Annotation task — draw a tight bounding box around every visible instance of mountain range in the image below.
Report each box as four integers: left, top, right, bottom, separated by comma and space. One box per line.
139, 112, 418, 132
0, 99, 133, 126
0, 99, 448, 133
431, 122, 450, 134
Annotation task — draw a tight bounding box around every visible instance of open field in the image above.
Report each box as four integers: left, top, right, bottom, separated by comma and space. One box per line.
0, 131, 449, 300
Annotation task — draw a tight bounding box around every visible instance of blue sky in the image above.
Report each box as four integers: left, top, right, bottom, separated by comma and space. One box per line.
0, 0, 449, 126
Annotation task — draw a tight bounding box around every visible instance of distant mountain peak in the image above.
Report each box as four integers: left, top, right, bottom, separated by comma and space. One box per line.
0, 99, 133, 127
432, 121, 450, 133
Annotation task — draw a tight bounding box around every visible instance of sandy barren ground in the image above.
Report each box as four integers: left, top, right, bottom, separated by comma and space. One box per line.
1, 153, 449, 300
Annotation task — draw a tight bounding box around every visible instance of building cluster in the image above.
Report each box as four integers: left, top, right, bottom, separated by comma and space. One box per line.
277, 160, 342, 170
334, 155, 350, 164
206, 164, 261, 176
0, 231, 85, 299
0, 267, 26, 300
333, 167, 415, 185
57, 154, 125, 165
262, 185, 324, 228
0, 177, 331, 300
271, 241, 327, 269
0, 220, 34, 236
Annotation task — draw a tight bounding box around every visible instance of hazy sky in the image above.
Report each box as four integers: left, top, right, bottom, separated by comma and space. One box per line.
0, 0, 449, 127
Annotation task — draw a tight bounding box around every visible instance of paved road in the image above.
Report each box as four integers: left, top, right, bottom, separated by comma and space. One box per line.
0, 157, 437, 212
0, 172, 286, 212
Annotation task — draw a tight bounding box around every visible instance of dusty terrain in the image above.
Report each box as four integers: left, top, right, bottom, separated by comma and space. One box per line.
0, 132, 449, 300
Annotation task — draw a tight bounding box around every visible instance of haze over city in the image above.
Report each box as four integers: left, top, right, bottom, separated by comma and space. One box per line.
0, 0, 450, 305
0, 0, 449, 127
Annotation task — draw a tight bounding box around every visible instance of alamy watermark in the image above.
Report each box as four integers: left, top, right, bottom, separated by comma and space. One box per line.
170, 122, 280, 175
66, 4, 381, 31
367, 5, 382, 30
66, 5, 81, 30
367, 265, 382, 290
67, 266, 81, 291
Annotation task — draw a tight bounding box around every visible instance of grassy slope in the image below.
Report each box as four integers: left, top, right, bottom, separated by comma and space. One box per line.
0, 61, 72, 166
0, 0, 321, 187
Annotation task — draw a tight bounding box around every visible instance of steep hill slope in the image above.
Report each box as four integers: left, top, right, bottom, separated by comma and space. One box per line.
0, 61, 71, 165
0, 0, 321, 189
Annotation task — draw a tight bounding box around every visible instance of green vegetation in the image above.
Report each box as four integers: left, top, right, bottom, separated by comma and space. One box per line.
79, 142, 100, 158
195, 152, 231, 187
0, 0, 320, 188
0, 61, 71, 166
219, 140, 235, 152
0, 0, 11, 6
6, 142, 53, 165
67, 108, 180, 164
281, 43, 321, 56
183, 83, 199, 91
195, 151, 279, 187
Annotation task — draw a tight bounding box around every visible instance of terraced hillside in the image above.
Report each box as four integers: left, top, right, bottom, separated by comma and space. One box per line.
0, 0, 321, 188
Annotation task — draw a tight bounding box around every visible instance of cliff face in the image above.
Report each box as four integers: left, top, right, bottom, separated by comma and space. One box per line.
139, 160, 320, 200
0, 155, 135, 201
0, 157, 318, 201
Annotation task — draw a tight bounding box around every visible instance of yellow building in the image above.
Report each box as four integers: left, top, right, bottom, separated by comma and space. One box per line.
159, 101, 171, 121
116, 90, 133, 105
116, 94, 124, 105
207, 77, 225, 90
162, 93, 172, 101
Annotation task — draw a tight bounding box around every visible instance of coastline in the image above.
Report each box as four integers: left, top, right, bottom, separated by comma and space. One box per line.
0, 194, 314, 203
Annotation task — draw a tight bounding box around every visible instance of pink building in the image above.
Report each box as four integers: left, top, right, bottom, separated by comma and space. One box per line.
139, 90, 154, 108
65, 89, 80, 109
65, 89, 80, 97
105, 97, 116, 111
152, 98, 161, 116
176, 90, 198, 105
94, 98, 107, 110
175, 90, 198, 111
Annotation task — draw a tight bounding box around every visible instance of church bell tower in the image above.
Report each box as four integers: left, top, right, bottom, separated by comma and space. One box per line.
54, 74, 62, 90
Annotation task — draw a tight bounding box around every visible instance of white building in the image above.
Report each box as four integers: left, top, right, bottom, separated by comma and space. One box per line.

Work to complete –
Every line that holds the word "mountain" should be copied from the records above.

Solution to the problem –
Annotation task — draw a tight bounding box around every visible instance of mountain range in the image below.
Annotation task — draw a tight bounding box around every visible instance of distant mountain peak in the image above.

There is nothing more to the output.